### Problem description
Count the lines of the data that follows that contain the string "below", with case counting, and reply with the number alone.

### Supplied records
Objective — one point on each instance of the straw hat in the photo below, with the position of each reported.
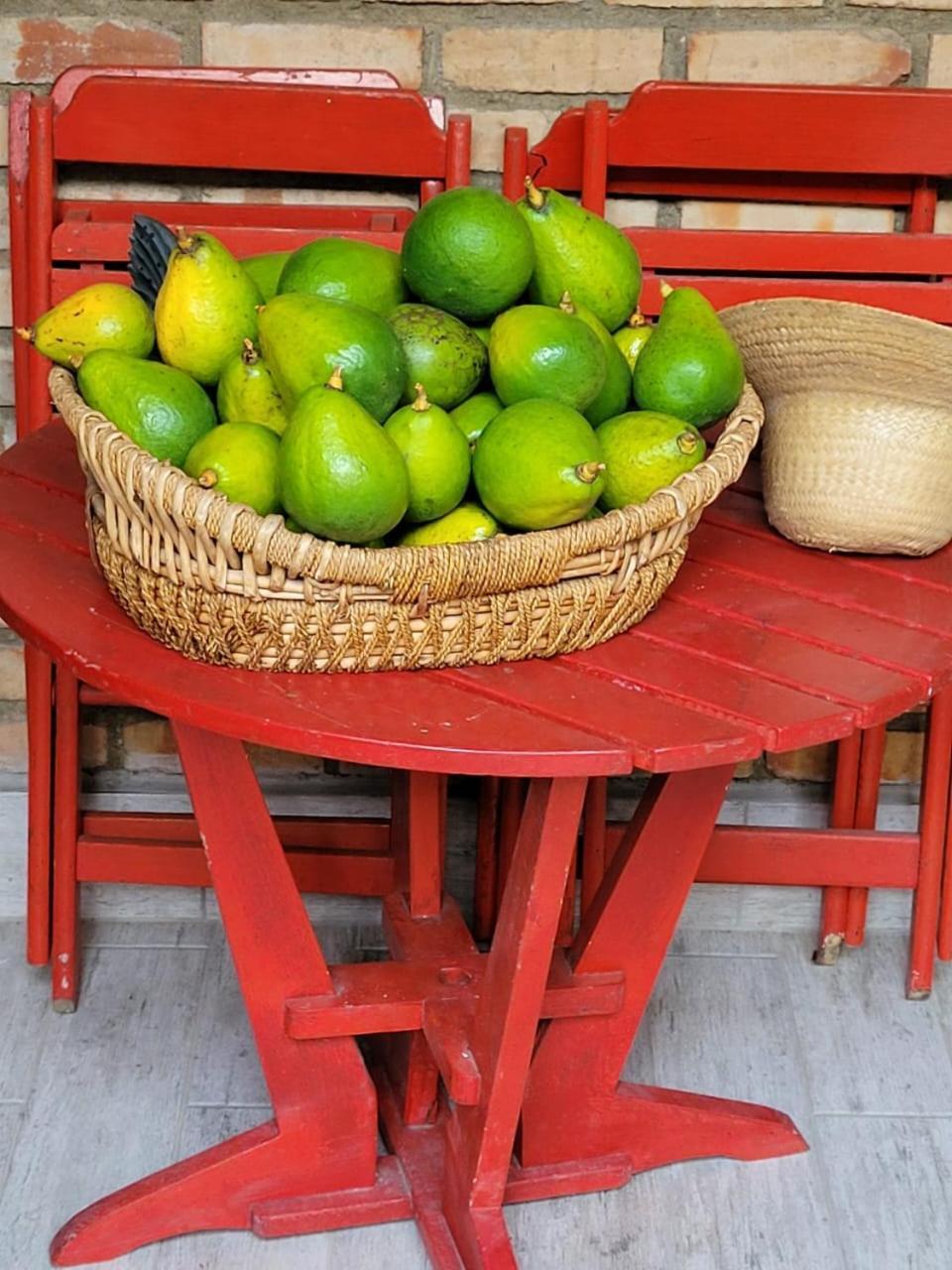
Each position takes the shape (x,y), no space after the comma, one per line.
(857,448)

==

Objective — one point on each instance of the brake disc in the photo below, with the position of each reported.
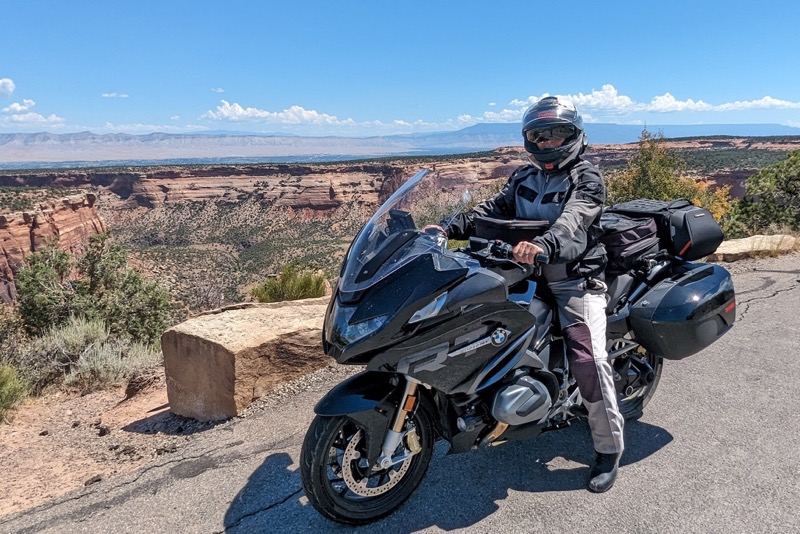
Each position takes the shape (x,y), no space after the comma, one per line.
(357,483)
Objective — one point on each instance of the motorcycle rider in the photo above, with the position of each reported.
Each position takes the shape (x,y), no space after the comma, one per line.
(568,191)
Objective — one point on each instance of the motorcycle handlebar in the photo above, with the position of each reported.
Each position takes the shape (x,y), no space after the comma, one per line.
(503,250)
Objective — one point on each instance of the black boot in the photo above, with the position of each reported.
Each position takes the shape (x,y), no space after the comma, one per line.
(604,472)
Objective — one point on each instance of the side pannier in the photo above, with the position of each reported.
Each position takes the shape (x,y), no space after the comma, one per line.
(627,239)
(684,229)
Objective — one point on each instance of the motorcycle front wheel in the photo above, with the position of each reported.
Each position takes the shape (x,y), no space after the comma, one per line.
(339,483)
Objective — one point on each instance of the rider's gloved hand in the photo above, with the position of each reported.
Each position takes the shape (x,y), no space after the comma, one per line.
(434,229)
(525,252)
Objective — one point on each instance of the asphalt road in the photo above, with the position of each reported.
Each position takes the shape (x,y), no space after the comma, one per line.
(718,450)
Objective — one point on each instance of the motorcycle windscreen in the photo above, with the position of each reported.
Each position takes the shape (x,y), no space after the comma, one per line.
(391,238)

### Answer in full
2